*Exercise*:
Recast every line of the listing below as a numbered list, skipping any blank lines. Keep the pictures out of your answer.

________

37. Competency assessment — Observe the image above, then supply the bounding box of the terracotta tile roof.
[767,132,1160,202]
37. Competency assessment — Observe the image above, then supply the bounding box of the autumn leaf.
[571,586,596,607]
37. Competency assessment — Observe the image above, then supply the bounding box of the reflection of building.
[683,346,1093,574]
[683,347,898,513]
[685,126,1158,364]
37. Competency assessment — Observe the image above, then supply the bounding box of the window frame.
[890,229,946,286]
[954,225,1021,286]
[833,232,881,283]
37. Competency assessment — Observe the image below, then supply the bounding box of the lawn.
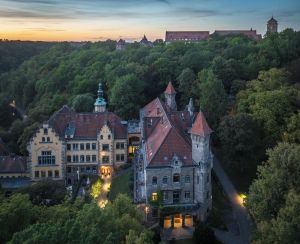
[109,171,132,201]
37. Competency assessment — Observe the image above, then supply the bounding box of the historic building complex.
[134,83,213,228]
[28,83,127,184]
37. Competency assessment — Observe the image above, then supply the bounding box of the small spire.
[165,81,176,95]
[98,81,103,98]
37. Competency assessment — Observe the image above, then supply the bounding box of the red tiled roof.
[48,106,127,139]
[0,156,27,174]
[142,98,192,167]
[214,30,260,40]
[165,81,176,95]
[165,31,209,42]
[190,111,212,136]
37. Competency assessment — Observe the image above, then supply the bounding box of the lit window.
[173,174,180,183]
[151,192,157,201]
[152,176,157,185]
[163,191,169,201]
[80,155,84,163]
[185,175,191,183]
[163,176,168,184]
[102,156,109,164]
[38,151,55,165]
[80,143,84,150]
[102,144,109,152]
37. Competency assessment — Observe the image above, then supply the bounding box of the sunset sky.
[0,0,300,41]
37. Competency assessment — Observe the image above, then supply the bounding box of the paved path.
[213,159,250,244]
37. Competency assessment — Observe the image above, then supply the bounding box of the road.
[213,159,250,244]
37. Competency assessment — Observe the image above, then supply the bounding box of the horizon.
[0,0,300,42]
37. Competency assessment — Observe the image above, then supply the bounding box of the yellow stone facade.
[28,124,65,181]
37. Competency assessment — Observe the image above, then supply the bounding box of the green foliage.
[247,143,300,243]
[20,179,66,206]
[193,223,219,244]
[0,194,39,243]
[194,69,227,129]
[91,178,102,199]
[218,113,262,172]
[10,195,148,243]
[236,69,299,146]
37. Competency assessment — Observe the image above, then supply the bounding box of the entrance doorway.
[174,214,182,228]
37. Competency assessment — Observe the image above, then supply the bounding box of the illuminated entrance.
[174,214,182,228]
[164,214,193,229]
[100,166,113,176]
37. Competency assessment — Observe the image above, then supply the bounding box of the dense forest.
[0,29,300,243]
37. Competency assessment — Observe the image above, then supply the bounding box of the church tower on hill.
[94,82,107,112]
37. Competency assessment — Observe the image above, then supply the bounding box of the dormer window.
[173,174,180,183]
[152,176,157,185]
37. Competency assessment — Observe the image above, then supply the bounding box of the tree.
[110,75,144,119]
[20,179,66,206]
[247,143,300,224]
[177,68,196,106]
[194,69,227,129]
[0,194,39,243]
[253,190,300,244]
[72,94,94,112]
[218,114,262,172]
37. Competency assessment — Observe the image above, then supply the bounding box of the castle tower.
[165,81,177,111]
[94,82,106,112]
[187,98,194,118]
[190,111,213,221]
[267,16,278,33]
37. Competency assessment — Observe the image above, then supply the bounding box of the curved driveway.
[213,158,250,244]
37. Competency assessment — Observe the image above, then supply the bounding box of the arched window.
[163,176,168,184]
[173,174,180,183]
[152,176,157,185]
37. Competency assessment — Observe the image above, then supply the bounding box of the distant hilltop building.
[140,35,153,47]
[165,31,209,43]
[213,28,261,40]
[267,16,278,33]
[116,39,126,51]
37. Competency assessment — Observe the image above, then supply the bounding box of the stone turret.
[190,111,213,220]
[187,98,195,118]
[165,82,177,111]
[94,82,107,112]
[267,16,278,33]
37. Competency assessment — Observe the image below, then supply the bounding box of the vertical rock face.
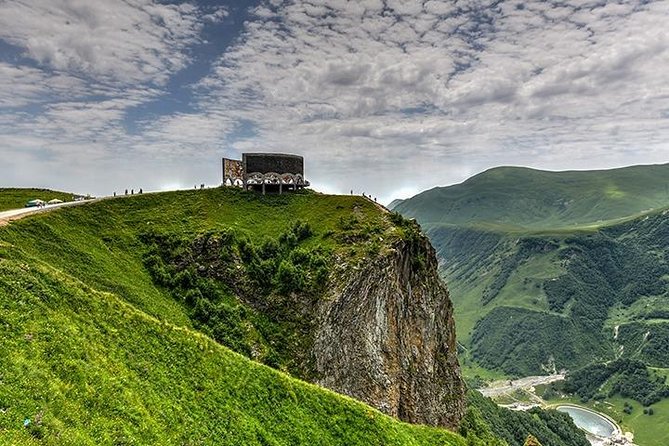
[313,232,465,428]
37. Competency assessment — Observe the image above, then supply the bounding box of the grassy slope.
[0,259,463,445]
[0,189,382,325]
[0,189,470,444]
[0,188,72,212]
[396,165,669,445]
[395,164,669,229]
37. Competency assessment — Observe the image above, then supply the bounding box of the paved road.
[478,373,564,397]
[0,198,104,226]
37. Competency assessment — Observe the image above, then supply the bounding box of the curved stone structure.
[223,153,309,193]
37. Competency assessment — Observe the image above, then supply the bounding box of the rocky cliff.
[145,212,465,428]
[313,230,465,428]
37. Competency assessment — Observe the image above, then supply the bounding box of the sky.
[0,0,669,203]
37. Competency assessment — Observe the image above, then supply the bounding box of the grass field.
[0,189,472,445]
[395,164,669,230]
[550,396,669,446]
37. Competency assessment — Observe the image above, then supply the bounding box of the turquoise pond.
[557,406,618,438]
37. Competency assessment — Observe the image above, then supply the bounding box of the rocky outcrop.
[145,219,464,428]
[313,230,465,428]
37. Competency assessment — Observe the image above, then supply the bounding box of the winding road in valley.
[478,373,565,398]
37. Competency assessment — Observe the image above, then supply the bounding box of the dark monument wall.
[242,153,304,176]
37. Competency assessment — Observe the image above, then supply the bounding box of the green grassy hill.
[394,164,669,229]
[0,189,596,446]
[0,188,72,212]
[395,165,669,446]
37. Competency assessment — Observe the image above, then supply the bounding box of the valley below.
[395,165,669,446]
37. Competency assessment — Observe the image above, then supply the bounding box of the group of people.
[351,189,376,203]
[114,188,144,196]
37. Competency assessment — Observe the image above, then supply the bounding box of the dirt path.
[478,373,564,397]
[0,197,109,226]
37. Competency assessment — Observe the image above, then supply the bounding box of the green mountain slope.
[0,188,72,212]
[0,190,463,445]
[396,165,669,446]
[0,189,596,446]
[0,253,464,445]
[394,164,669,229]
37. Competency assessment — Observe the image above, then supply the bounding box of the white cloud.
[0,0,201,84]
[0,0,669,201]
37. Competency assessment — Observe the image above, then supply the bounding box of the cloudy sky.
[0,0,669,202]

________

*The solution*:
1. 37. Competency assessment — Observe the image above, then supply the bounding box of the terracotta tile roof.
2. [767,132,1160,202]
3. 37. Competency assessment — Observe the image above, then supply the bounding box of the autumn leaf.
4. [571,586,596,607]
5. 37. Competency assessment — Observe the image above, then supply the bounding box of the reflection of building.
6. [683,346,1093,574]
7. [683,347,898,513]
8. [685,126,1158,364]
9. 37. Competency assessment — Observe the image above, then supply the bounding box of the window frame.
10. [890,229,946,286]
11. [954,225,1021,286]
12. [833,232,881,283]
13. 37. Competency assessment — Observe the image below, then supply the bounding box of the lawn.
14. [109,171,132,201]
15. 37. Competency assessment — Observe the image above, then supply the bounding box of the historic building complex.
16. [134,83,213,228]
17. [28,83,127,184]
18. 37. Competency assessment — Observe the image above, then supply the bounding box of the small spire.
19. [165,81,176,95]
20. [98,81,103,98]
21. 37. Competency assessment — Observe the image above, then supply the bounding box of the red tiled roof.
22. [48,106,127,139]
23. [0,156,27,174]
24. [142,98,192,167]
25. [214,30,260,40]
26. [165,81,176,95]
27. [165,31,209,42]
28. [190,111,212,136]
29. 37. Competency assessment — Observe the image above, then supply the bounding box of the lit window.
30. [173,174,180,183]
31. [151,192,157,201]
32. [152,176,157,185]
33. [163,191,169,201]
34. [80,155,84,163]
35. [185,175,191,183]
36. [163,176,168,184]
37. [102,156,109,164]
38. [38,151,55,165]
39. [80,143,84,150]
40. [102,144,109,152]
41. 37. Competency assessment — Observe the image above, then supply the bounding box of the sunset sky.
42. [0,0,300,41]
43. 37. Competency assessment — Observe the image above, then supply the bounding box of the paved path.
44. [213,159,250,244]
45. 37. Competency assessment — Observe the image above, then supply the bounding box of the road.
46. [213,159,250,244]
47. 37. Competency assessment — Observe the image above, then supply the bounding box of the horizon.
48. [0,0,300,42]
49. 37. Competency assessment — Observe the image above, then supply the bounding box of the yellow stone facade.
50. [28,124,65,181]
51. 37. Competency assessment — Observe the image above, then supply the bounding box of the green foliage.
52. [247,143,300,243]
53. [20,179,66,206]
54. [193,223,219,244]
55. [0,194,39,243]
56. [194,69,227,129]
57. [91,178,102,199]
58. [218,113,262,172]
59. [10,195,148,243]
60. [236,69,299,146]
61. 37. Competency assessment — Observe the image above, then supply the bounding box of the entrance doorway.
62. [174,214,182,228]
63. 37. Competency assessment — Observe the image above, then supply the bounding box of the illuminated entrance.
64. [174,214,182,228]
65. [164,214,193,229]
66. [100,166,113,176]
67. 37. Competency assessment — Observe the image above, then supply the bounding box of the dense forest.
68. [0,29,300,243]
69. 37. Competency assessment — Observe the image above, then supply the bounding box of the church tower on hill.
70. [94,82,107,112]
71. 37. Competency assessment — Observe the image above, then supply the bounding box of the dormer window.
72. [173,174,180,183]
73. [152,176,157,185]
74. 37. Competency assessment — Observe the image above, then supply the bounding box of the tree.
75. [110,75,144,119]
76. [20,179,66,206]
77. [247,143,300,224]
78. [177,68,196,106]
79. [194,69,227,129]
80. [0,194,39,243]
81. [253,190,300,244]
82. [72,94,94,112]
83. [218,114,262,172]
84. 37. Competency assessment — Observe the image above, then supply the bounding box of the castle tower.
85. [165,81,177,111]
86. [94,82,106,112]
87. [187,98,194,118]
88. [190,111,213,221]
89. [267,16,278,33]
90. 37. Competency assessment — Observe the image above, then supply the bounding box of the curved driveway.
91. [213,158,250,244]
92. 37. Competency assessment — Observe the image above, then supply the bounding box of the arched window.
93. [163,176,168,184]
94. [173,174,180,183]
95. [152,176,157,185]
96. 37. Competency assessment — Observe the image above, then supply the bounding box of the distant hilltop building.
97. [140,35,153,47]
98. [165,31,209,43]
99. [213,28,261,40]
100. [267,16,278,33]
101. [116,39,126,51]
102. 37. Competency assessment — Observe the image above, then supply the bounding box of the stone turret.
103. [190,111,213,220]
104. [187,98,195,118]
105. [165,82,177,111]
106. [94,82,107,112]
107. [267,16,278,33]
108. 37. Competency assessment — Observe the image below, then supply the bounding box of the vertical rock face.
109. [313,232,465,428]
110. 37. Competency assessment — Observe the image above, then supply the bounding box of the grassy slope.
111. [0,259,463,445]
112. [0,189,382,325]
113. [0,189,470,444]
114. [0,188,72,212]
115. [396,165,669,445]
116. [395,164,669,229]
117. 37. Competency assessment — Observe the image above, then supply the bounding box of the paved road.
118. [478,373,564,397]
119. [0,198,104,226]
120. 37. Competency assessment — Observe the image above, then supply the bounding box of the curved stone structure.
121. [223,153,309,193]
122. 37. Competency assessment — Observe the image above, then supply the bounding box of the rocky cliff.
123. [145,212,465,428]
124. [313,230,465,428]
125. 37. Competency assessment — Observe the image above, then supply the bounding box of the sky.
126. [0,0,669,203]
127. 37. Competency assessment — Observe the image above, then supply the bounding box of the grass field.
128. [0,189,472,445]
129. [395,164,669,230]
130. [550,396,669,446]
131. 37. Competency assessment — Observe the image above, then supply the bounding box of the turquoise pond.
132. [557,406,618,438]
133. 37. Competency assessment — Observe the image above, then supply the bounding box of the rocky outcrop.
134. [145,219,464,428]
135. [313,230,465,428]
136. 37. Competency assessment — Observe the image above, then supply the bounding box of the winding road in valley.
137. [478,373,565,398]
138. 37. Competency assessment — Observe the image above, then supply the bounding box of the dark monument wall.
139. [242,153,304,176]
140. 37. Competency assessment — Observe the image above, then supply the bounding box of the green grassy hill.
141. [394,164,669,229]
142. [0,189,596,446]
143. [0,188,72,212]
144. [395,165,669,446]
145. 37. Competency assessment — Observe the image above, then supply the bounding box of the valley below.
146. [395,165,669,446]
147. 37. Competency assessment — Observe the image above, then supply the bounding box of the group of people.
148. [351,189,376,203]
149. [114,188,144,196]
150. 37. Competency assessment — Observe the image above, then supply the bounding box of the dirt path.
151. [478,373,564,397]
152. [0,197,109,226]
153. 37. Competency assessment — Observe the image above, then supply the bounding box of the green mountain slope.
154. [0,188,72,212]
155. [0,190,463,445]
156. [396,165,669,446]
157. [0,189,596,446]
158. [0,253,464,445]
159. [394,164,669,229]
160. 37. Competency assessment — Observe the image above, then supply the bounding box of the white cloud.
161. [0,0,201,84]
162. [0,0,669,201]
163. 37. Competency assessment — Observe the image above, then supply the bounding box of the cloudy sky.
164. [0,0,669,202]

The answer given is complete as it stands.